DATASET RECORDS:
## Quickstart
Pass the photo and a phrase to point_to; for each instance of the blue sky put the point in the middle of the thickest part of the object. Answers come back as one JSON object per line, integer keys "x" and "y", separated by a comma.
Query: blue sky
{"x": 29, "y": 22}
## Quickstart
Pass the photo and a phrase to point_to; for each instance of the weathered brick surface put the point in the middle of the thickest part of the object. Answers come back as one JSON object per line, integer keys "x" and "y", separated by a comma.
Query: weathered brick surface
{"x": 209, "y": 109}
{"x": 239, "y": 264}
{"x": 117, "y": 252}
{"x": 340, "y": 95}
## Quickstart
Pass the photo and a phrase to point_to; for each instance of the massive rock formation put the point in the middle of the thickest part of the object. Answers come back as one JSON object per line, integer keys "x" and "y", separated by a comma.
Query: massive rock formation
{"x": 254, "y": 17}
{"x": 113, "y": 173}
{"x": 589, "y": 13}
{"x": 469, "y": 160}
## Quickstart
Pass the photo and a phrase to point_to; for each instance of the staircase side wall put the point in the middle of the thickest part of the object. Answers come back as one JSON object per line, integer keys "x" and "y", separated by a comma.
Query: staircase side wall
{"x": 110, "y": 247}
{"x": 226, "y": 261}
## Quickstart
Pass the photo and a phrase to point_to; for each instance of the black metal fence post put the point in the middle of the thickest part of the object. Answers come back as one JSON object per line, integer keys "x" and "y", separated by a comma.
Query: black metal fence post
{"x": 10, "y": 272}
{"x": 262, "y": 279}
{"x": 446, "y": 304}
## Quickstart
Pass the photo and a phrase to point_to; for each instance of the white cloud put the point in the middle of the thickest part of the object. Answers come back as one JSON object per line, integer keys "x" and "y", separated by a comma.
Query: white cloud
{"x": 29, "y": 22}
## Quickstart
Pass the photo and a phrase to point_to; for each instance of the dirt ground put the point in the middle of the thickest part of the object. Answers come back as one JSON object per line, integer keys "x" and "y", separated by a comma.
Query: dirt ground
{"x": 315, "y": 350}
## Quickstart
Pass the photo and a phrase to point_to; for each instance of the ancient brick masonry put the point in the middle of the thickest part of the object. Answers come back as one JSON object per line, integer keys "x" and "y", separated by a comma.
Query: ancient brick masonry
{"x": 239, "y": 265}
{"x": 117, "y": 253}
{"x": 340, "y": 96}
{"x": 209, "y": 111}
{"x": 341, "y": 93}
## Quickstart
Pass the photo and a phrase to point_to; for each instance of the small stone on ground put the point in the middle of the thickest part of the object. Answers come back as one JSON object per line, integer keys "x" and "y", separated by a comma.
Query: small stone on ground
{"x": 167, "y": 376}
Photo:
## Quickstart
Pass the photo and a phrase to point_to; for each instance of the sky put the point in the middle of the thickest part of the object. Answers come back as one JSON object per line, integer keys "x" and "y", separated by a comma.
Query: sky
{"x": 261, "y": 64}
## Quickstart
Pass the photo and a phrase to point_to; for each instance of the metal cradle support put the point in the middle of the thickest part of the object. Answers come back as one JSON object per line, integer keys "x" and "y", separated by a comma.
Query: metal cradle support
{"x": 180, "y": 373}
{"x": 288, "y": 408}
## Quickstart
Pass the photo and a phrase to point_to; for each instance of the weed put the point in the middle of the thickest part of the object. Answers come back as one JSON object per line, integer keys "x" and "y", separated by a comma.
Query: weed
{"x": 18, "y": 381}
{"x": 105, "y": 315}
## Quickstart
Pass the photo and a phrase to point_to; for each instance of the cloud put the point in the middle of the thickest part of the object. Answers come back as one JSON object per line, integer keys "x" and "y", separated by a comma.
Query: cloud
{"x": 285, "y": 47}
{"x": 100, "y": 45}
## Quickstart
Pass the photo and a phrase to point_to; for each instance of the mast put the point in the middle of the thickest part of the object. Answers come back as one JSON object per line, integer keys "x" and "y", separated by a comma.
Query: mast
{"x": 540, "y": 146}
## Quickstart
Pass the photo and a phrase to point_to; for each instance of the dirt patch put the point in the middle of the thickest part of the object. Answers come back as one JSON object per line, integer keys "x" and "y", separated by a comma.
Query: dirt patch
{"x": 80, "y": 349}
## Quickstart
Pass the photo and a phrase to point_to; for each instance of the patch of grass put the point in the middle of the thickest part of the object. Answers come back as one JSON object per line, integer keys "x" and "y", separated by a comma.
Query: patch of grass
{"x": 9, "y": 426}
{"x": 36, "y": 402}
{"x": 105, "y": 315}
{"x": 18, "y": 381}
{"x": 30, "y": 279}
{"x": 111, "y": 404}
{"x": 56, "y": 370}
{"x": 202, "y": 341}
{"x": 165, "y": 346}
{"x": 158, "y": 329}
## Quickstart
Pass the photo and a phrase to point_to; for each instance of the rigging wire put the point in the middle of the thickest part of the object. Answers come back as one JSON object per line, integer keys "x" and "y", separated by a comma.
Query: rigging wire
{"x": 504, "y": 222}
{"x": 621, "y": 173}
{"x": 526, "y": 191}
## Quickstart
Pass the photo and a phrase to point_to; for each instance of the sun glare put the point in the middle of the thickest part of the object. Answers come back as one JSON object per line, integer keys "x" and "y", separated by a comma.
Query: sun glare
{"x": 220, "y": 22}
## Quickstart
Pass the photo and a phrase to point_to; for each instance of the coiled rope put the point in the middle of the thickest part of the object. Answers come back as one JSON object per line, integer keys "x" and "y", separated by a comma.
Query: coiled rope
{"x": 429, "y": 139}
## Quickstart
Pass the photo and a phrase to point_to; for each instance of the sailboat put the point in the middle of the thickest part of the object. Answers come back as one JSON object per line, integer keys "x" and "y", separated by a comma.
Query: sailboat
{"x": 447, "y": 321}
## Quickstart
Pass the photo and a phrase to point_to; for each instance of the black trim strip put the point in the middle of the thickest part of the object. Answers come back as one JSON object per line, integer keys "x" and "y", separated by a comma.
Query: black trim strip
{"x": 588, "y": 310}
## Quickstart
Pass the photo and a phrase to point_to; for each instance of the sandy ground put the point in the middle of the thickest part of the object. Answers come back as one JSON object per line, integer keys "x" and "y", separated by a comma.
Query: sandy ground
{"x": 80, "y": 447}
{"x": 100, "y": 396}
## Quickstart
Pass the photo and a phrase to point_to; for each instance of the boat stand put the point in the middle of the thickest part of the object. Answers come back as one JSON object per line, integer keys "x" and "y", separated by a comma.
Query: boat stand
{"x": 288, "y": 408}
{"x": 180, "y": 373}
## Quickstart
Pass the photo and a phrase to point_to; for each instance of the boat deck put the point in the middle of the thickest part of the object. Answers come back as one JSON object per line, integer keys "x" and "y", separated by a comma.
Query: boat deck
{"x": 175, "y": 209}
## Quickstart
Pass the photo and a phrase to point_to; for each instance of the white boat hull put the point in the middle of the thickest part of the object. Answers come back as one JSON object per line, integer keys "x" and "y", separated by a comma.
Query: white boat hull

WHAT TO DO:
Count the lines of the data above that contain the word "post" and give only that number.

THE RESPONSE:
2